- Texto de origen
....................
Las Carmelitas Descalzas son una congregación de religiosas
de claustro, es decir, que viven “enclaustradas” en su monasterio dedicadas a
la vida de contemplación y oración. Salen muy pocas veces o, en algunos casos,
nunca del lugar. No obstante, en la misa del Papa en Temuco, estaban todas en primera
fila esperando al pontífice. Gritaban, se sacaban selfies, bailaban, conversaban… al contrario de lo que mucha gente
piensa, son personas muy “seculares” y muy conscientes de la realidad que las
circunda (sin duda, más que nosotros).
Durante la vigilia para esperar a Francisco, recibí dos mensajes pidiéndome que rezara
por una tía que estaba grave de salud. A ambos respondí que sí, por supuesto, sin saber qué pasaría con esas peticiones.
....................
- Líneas recibidas
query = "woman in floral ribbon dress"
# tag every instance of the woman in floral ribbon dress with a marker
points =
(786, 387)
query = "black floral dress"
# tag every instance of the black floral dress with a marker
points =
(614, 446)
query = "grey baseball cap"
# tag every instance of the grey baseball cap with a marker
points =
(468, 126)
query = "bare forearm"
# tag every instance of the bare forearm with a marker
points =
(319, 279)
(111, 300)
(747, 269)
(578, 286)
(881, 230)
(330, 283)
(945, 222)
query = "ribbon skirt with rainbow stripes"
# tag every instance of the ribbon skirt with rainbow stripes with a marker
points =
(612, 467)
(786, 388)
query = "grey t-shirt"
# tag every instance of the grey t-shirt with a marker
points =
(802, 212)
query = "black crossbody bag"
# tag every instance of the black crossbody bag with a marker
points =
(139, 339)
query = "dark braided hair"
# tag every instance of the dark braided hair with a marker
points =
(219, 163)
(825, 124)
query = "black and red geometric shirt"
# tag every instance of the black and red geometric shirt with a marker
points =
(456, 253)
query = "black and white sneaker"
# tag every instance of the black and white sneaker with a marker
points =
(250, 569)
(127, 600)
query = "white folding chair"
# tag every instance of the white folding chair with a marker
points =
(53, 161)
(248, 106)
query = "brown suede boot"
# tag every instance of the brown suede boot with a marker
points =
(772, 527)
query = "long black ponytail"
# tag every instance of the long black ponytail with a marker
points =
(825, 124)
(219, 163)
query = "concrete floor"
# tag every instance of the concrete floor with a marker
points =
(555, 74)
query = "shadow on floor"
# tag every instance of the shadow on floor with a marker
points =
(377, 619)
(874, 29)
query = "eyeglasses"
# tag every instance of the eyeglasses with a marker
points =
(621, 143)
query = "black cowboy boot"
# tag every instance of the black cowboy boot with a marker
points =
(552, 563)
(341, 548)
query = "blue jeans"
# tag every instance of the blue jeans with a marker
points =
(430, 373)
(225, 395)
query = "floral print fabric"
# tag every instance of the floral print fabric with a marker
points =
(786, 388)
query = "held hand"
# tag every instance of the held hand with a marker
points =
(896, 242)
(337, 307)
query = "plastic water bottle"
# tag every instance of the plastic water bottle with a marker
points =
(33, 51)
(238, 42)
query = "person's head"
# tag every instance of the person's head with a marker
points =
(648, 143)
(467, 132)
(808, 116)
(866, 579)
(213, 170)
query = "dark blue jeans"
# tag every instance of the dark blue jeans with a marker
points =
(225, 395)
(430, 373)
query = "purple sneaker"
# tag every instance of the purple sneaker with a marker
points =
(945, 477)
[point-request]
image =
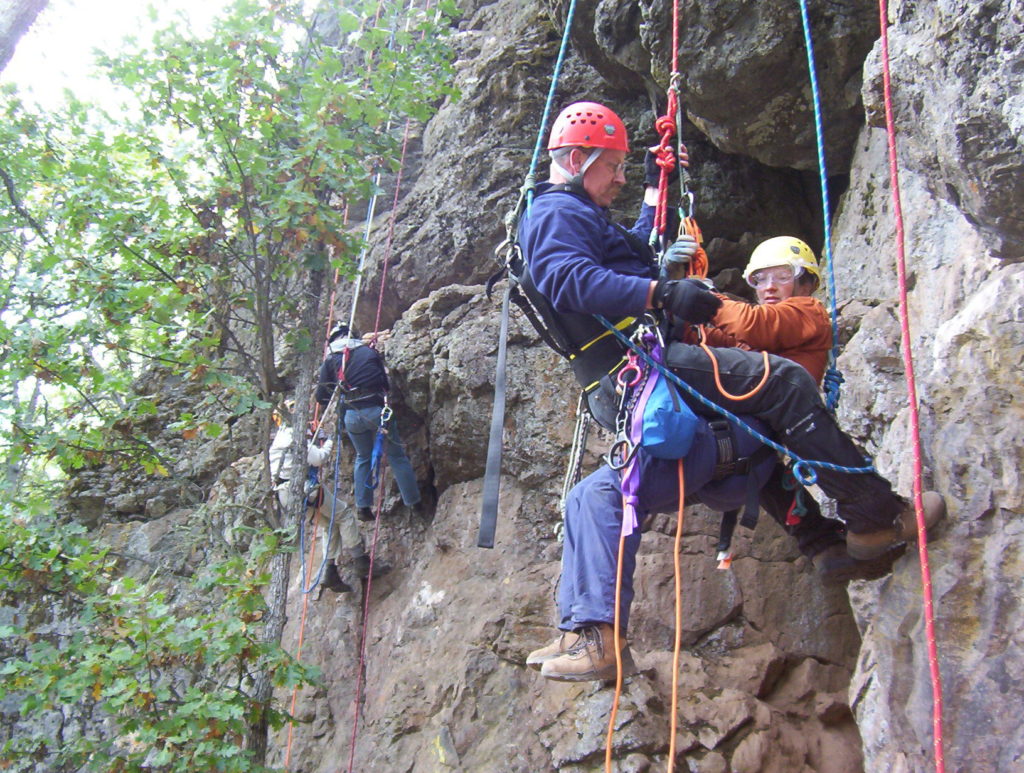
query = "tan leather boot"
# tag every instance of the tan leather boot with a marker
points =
(562, 644)
(873, 544)
(592, 657)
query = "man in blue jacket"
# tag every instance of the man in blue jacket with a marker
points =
(579, 263)
(358, 370)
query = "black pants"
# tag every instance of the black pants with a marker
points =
(790, 403)
(813, 532)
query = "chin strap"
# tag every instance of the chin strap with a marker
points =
(577, 179)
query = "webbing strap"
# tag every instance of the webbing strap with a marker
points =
(493, 471)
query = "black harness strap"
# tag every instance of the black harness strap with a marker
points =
(493, 471)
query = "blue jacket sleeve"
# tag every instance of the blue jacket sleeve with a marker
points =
(561, 246)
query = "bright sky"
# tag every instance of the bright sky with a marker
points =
(56, 52)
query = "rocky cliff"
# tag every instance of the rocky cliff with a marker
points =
(778, 673)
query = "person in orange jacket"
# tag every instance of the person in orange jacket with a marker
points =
(790, 321)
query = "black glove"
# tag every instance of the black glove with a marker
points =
(688, 299)
(652, 172)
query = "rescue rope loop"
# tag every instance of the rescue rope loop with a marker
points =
(725, 412)
(718, 378)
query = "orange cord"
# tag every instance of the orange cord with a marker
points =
(619, 653)
(718, 380)
(698, 263)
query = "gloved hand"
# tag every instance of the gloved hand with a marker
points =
(652, 172)
(688, 299)
(682, 251)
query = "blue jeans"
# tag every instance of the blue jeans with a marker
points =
(361, 424)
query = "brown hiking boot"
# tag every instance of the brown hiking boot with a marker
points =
(559, 646)
(591, 658)
(835, 565)
(871, 545)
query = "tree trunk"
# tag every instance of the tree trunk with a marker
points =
(257, 734)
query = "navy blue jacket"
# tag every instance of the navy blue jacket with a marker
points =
(365, 372)
(581, 261)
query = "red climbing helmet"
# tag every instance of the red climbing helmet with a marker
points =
(588, 125)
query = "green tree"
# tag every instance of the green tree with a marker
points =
(193, 233)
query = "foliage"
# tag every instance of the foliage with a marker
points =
(178, 232)
(169, 688)
(174, 237)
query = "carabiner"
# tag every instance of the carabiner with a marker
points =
(632, 367)
(621, 453)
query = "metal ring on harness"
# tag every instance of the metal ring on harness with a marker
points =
(631, 367)
(616, 459)
(804, 473)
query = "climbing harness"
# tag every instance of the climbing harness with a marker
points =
(803, 469)
(577, 449)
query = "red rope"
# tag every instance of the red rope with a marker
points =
(366, 621)
(312, 538)
(926, 574)
(390, 229)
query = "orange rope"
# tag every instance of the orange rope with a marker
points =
(678, 645)
(302, 629)
(911, 396)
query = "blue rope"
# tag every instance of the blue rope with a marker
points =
(802, 468)
(531, 175)
(833, 377)
(375, 460)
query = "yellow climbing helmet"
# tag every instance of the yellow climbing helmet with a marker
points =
(782, 251)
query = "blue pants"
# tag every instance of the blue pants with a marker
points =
(361, 424)
(594, 519)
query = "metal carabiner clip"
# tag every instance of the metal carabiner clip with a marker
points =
(631, 373)
(621, 453)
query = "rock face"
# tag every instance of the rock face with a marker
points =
(777, 673)
(15, 17)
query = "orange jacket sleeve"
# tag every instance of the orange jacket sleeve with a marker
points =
(798, 329)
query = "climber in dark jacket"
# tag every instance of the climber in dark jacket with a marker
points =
(579, 263)
(364, 388)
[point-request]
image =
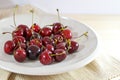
....................
- Trabajo pedido
(a) Di si cada frase concuerda con el texto sobre las Carmelitas. Contesta sí o no y copia las palabras del texto que lo deciden: (i) Las Carmelitas Descalzas viven dedicadas a la contemplación y la oración. (ii) En la misa del Papa en Temuco, las religiosas se quedaron al fondo. (iii) Durante la vigilia, quien escribe recibió tres mensajes.
(b) Según el texto sobre las Carmelitas, ¿en qué ciudad se celebró la misa del Papa?
(c) Sigue escribiendo el texto sobre las Carmelitas a partir de su última frase.
Las líneas no tienen nada que ver con el texto sobre las Carmelitas.

- Respuestas por tarea
(a)
(i) Sí: "dedicadas a la vida de contemplación y oración".
(ii) No: "estaban todas en primera fila esperando al pontífice".
(iii) No: "recibí dos mensajes".

(b) En Temuco.

(c)
Mientras a mí me invadía el cansancio y el sueño, las
carmelitas seguían ahí con una sonrisa de oreja a oreja y un entusiasmo único
durante toda la vigilia. Decidí que debía hablar con ellas. Pedirles ayuda para
que rezaran por mi tía. Llegada la mañana ya era difícil destinar un poco de mi
tiempo para hablarles, porque los voluntarios estábamos con muchas actividades.
Una vez que llegó el Papa al recinto descarté que pudiera realizar mi
solicitud. Tenía una sensación ingrata y de angustia por no haberles hablado.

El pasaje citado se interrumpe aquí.